» **What the task requires**: Retype every line of the listing below without any changes.

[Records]
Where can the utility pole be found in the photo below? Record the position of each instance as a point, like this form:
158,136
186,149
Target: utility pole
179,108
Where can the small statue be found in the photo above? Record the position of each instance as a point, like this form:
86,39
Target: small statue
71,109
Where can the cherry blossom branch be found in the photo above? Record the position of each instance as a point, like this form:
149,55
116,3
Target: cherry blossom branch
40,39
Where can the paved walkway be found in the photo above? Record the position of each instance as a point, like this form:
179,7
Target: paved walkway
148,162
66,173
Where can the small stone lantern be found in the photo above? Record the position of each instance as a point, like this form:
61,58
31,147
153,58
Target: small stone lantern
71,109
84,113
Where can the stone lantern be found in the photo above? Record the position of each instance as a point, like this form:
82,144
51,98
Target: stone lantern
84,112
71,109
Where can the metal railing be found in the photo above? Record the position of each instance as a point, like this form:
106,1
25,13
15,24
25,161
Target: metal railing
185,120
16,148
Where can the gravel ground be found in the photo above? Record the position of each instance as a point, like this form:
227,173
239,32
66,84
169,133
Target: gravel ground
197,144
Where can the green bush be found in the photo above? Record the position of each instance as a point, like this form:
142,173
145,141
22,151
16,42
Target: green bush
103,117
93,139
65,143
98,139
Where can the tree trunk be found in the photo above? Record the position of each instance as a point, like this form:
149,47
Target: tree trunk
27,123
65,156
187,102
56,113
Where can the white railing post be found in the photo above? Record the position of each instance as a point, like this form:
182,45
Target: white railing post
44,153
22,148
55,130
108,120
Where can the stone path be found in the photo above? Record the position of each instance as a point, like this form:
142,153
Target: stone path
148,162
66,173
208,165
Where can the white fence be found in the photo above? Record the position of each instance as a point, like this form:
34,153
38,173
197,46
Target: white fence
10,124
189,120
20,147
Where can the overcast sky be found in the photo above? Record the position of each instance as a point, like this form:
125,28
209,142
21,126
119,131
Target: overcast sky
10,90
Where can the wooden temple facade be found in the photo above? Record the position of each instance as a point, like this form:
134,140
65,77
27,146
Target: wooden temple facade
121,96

» **Result for this task**:
Where can the utility pole be found in the photo below? Record the position of each instance as a point, like this form:
158,136
186,149
Target: utility pole
179,108
Where can the small statue be found in the photo above? Record the position of each instance as a point, like this form:
86,39
Target: small statue
71,109
Where can the cherry blossom branch be found in the photo above? Record the position of each instance as a point, like this form:
149,55
116,3
Target: cherry blossom branch
40,39
Where can the paved walkway be found in the photo above? Record the position of each instance as a point, like this form:
179,7
Target: paved walkway
148,162
66,173
Where can the small stone lantern be found in the photo above? Record the position of each instance as a point, like this form:
61,58
31,147
153,58
Target: small stone lantern
71,109
84,113
Where can the stone lantern be found in the photo above? Record the position of each instance as a point, like this form:
82,144
51,98
Target: stone lantern
84,112
71,109
Where can the metal railing be found in the photo above? Record the position of each instance as a point, like this form:
106,1
25,13
15,24
25,161
Target: metal railing
185,120
16,148
Where can the gravel ground be found in the photo above? Record the position of each instance as a point, like this form:
227,173
239,32
66,84
169,133
Target: gravel ground
197,144
Where can the green bush be found in the photo above? Record the position of each instance as a point, like this form:
142,173
145,141
22,151
16,42
Target: green bush
103,117
93,139
65,143
98,139
Where can the tree trunk be found in the photo above? Record the position of each instance as a point, like this form:
149,47
Target: tree trunk
27,123
65,156
187,102
56,113
Where can the white railing post be found in the photo above? Record the position of each instance as a point, like this form:
182,45
Target: white railing post
44,153
22,148
55,130
108,120
Where can the stone path be found in the photo above? Record the position of each instance as a point, like this form:
142,153
Target: stone path
148,162
66,173
208,165
Where can the white fence be found in the photo above? Record the position of each instance as a point, like this form:
34,153
38,173
197,46
Target: white fence
10,124
189,120
20,147
Where can the overcast sky be found in the photo above? Record the position of each instance as a point, like this form:
125,28
209,142
21,126
119,131
Target: overcast sky
10,90
Where can the wooden temple facade be found in the photo above? Record the position of each instance as a point, like this form:
134,140
65,77
27,146
Target: wooden temple facade
121,96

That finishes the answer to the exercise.